→ Source text
Malbreaux: On Electability
Candidates of color face a greater challenge than their white opponents.
The next Democratic debate, on Jan. 14, will likely have only five presidential contenders. There will be the three clear frontrunners — Joe Biden, Bernie Sanders, and Elizabeth Warren — along with Pete Buttigieg and Amy Klobuchar, both of whom recently cleared the DNC’s threshold for a debate stage appearance.
That all of the five likely contenders to appear on the next debate stage are white reflects a dissonance between rhetoric and action in the Democratic Party — a party which claims to represent the interests of a diverse nation. The failure of black candidates to gain and maintain serious momentum in the Democratic primary only reinforces what so many black Americans have always known to be true: the perennial problem of racism in American elections.

→ Items listed in a dataset
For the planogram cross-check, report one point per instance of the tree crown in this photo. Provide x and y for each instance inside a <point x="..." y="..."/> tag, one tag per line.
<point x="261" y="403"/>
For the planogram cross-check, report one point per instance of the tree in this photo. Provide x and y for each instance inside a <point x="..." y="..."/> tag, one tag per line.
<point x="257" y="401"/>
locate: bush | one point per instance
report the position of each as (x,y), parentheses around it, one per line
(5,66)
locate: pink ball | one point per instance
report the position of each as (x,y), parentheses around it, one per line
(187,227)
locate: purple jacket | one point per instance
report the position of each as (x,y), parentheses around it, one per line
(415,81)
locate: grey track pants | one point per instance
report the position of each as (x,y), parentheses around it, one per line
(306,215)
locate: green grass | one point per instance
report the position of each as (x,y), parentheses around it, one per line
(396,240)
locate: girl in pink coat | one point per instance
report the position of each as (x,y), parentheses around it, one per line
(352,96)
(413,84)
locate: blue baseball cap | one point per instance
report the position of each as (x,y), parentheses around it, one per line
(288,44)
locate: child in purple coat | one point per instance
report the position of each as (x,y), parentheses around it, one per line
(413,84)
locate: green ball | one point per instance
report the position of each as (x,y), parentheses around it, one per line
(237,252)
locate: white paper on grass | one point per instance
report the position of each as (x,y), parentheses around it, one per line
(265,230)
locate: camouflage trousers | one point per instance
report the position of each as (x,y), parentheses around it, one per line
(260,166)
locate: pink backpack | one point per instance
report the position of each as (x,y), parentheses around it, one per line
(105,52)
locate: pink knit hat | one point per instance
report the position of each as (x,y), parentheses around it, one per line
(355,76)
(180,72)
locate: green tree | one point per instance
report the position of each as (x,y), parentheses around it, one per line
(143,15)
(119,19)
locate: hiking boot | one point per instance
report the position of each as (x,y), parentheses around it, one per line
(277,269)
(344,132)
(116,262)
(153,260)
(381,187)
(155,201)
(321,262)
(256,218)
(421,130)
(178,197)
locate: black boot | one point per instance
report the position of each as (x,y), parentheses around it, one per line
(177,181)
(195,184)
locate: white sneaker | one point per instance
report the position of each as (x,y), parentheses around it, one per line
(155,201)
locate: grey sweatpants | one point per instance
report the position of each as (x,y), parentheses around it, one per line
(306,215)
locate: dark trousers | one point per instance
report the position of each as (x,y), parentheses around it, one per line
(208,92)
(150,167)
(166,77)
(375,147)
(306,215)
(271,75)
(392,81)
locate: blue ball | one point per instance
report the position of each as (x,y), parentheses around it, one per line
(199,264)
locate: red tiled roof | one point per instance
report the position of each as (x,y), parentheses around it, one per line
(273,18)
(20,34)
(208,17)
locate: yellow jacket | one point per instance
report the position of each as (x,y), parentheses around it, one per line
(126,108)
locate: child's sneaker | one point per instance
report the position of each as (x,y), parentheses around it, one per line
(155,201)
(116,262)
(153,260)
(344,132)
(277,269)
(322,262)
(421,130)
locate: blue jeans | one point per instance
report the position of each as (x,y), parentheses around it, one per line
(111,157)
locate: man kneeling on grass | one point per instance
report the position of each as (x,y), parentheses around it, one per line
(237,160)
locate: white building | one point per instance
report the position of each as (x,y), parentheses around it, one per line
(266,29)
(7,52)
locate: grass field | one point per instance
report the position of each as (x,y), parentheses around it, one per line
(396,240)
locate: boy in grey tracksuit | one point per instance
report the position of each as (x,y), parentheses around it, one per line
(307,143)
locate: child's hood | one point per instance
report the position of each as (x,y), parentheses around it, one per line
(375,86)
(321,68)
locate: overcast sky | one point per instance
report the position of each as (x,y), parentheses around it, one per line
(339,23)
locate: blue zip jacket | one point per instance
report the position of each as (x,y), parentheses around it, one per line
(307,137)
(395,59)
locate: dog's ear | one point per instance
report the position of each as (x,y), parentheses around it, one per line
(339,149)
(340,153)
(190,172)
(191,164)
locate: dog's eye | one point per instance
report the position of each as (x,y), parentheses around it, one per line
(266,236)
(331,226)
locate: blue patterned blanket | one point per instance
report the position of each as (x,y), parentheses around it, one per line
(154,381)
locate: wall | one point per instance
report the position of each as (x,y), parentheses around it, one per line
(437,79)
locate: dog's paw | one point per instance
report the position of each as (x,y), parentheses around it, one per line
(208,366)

→ Brief A
Duplicate the stretch of the electability column from "Malbreaux: On Electability" through "debate stage appearance.".
→ Brief B
Render this sentence from the electability column in Spanish: "Candidates of color face a greater challenge than their white opponents."
→ Brief C
Please take the electability column further, picking up after its final sentence.

→ Final answer A
Malbreaux: On Electability
Candidates of color face a greater challenge than their white opponents.
The next Democratic debate, on Jan. 14, will likely have only five presidential contenders. There will be the three clear frontrunners — Joe Biden, Bernie Sanders, and Elizabeth Warren — along with Pete Buttigieg and Amy Klobuchar, both of whom recently cleared the DNC’s threshold for a debate stage appearance.

→ Final answer B
Los candidatos de color enfrentan un desafío mayor que sus oponentes blancos.

→ Final answer C
Take the ascendant political star Kamala Harris, who many saw as one of the most viable of the candidates of color as Cory Booker and Julian Castro languished below four percent in national polls. Pundits and analysts were quick to offer conclusions as to why Harris’ campaign, which once enjoyed high enough poll numbers to rival the frontrunners’, lost its momentum and stalled. Harris muddled some of her policy positions, specifically her stance on Medicare for All, and lost supporters to the more robust campaigns of Biden and Warren. Progressives also critiqued her prosecutorial record of fining parents for truancy while she was attorney general of California.
While those were indeed serious roadblocks for her campaign, to ignore the role of racism in Harris’ withdrawal would ignore why those shortcomings dealt so much harm to her campaign and not to others. It is important to ask, as New York Times columnist Charles Blow did in December, why these perceived missteps brought down a campaign with so much promise. “Every campaign has missteps,” Blow wrote. “It is hard to look at this field of candidates and not remember a cascading list of missteps.”
Biden, the current frontrunner, ambles in missteps. It was a misstep for him to publicly reminisce on his cozy relationships with staunch segregationist senators. It was also a misstep to oppose busing, and thus, to oppose legally sanctioned education equality. But despite Biden’s track record of missteps, he continues to get back up and lead the pack. I could say the same about other candidates. But for some reason, Harris’ missteps ended her campaign.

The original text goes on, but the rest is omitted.